## begin

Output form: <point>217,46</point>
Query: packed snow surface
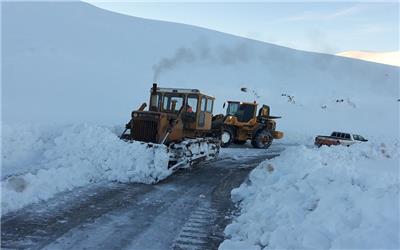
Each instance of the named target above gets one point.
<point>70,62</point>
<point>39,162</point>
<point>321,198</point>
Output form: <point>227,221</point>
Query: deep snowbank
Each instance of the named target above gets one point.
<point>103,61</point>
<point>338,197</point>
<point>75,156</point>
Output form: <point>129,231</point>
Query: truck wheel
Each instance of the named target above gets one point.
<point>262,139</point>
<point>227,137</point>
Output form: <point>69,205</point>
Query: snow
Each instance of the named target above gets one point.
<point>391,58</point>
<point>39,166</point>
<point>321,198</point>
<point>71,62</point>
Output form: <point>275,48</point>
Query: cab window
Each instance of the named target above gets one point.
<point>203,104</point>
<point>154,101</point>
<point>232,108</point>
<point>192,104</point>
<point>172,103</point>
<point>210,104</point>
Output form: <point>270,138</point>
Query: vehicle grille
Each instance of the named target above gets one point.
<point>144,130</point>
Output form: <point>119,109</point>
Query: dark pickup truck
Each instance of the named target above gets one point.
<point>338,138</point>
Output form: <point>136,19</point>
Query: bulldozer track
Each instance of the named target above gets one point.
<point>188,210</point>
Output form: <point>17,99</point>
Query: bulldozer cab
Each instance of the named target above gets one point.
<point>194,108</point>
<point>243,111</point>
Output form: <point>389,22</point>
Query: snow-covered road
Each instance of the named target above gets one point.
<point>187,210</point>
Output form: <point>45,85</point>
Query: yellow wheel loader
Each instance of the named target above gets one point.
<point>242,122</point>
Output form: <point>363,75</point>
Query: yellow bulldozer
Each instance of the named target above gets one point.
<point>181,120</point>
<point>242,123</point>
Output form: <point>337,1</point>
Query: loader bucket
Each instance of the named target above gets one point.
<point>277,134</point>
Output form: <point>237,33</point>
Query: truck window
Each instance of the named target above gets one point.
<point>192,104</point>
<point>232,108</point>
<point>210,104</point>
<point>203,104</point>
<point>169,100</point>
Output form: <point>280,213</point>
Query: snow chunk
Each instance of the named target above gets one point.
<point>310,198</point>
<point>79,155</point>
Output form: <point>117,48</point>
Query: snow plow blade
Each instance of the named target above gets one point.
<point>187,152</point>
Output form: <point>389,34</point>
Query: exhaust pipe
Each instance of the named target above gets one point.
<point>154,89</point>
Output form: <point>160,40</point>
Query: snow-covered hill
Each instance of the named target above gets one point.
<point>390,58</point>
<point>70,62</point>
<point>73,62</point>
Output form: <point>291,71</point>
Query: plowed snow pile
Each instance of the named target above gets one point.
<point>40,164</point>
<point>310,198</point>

## end

* THE TASK *
Can you set out every line of all the items above as a numbered list, skipping any blank lines and leaving the pictures out?

* CORRECT ANSWER *
1. Output form: <point>217,46</point>
2. Query: packed snow surface
3. Each instance of the named target above gets one point.
4. <point>70,62</point>
5. <point>39,162</point>
6. <point>321,198</point>
7. Output form: <point>227,221</point>
8. Query: deep snowbank
9. Each instance of the named target above gets one point.
10. <point>103,61</point>
11. <point>338,197</point>
12. <point>75,156</point>
13. Output form: <point>129,231</point>
14. Query: truck wheel
15. Each instance of the named target above gets one point.
16. <point>262,139</point>
17. <point>227,137</point>
18. Output form: <point>69,205</point>
19. Query: snow
20. Each instance of the named target above gets one point.
21. <point>391,58</point>
22. <point>39,166</point>
23. <point>321,198</point>
24. <point>71,62</point>
25. Output form: <point>275,48</point>
26. Query: cab window
27. Each instance of the named target above gets one point.
28. <point>203,104</point>
29. <point>154,101</point>
30. <point>232,108</point>
31. <point>192,104</point>
32. <point>172,103</point>
33. <point>210,104</point>
34. Output form: <point>270,138</point>
35. Query: vehicle grille
36. Each instance of the named target above gets one point.
37. <point>144,130</point>
38. Output form: <point>119,109</point>
39. Query: dark pickup truck
40. Each instance of the named target above gets one point.
41. <point>338,138</point>
42. Output form: <point>136,19</point>
43. Query: bulldozer track
44. Each instance of the named target above gets one point.
45. <point>188,210</point>
46. Output form: <point>17,99</point>
47. Query: bulldozer cab
48. Each instance of the named target above gets one point.
49. <point>194,108</point>
50. <point>243,111</point>
51. Output form: <point>389,22</point>
52. Query: snow-covered road
53. Each instance of the named target above gets one point.
54. <point>187,210</point>
55. Output form: <point>45,85</point>
56. Query: yellow wheel loader
57. Each instance of the named target above gets one point.
58. <point>242,122</point>
59. Output form: <point>363,75</point>
60. Query: yellow bulldozer
61. Each instance of the named target above gets one point.
62. <point>181,120</point>
63. <point>242,123</point>
64. Output form: <point>337,1</point>
65. Query: loader bucket
66. Each instance of the named target above gets one point.
67. <point>277,134</point>
68. Output form: <point>237,33</point>
69. Query: truck window
70. Each instance of the named target above gets one point.
71. <point>192,104</point>
72. <point>232,108</point>
73. <point>210,104</point>
74. <point>203,104</point>
75. <point>169,100</point>
76. Output form: <point>280,213</point>
77. Query: snow chunk
78. Each instance of the named target above gets one point.
79. <point>310,198</point>
80. <point>79,155</point>
81. Output form: <point>117,48</point>
82. Query: snow plow blade
83. Each instance of the named target above gets one point.
84. <point>187,152</point>
85. Output form: <point>389,34</point>
86. Query: exhaust pipe
87. Each instance of the named target above gets one point.
88. <point>154,89</point>
89. Output form: <point>160,40</point>
90. Query: snow-covered hill
91. Each instance of the named target above gets one point.
92. <point>390,58</point>
93. <point>70,62</point>
94. <point>73,62</point>
95. Output form: <point>291,71</point>
96. Query: plowed snow pile
97. Each instance of the named target above gets one point.
98. <point>40,164</point>
99. <point>310,198</point>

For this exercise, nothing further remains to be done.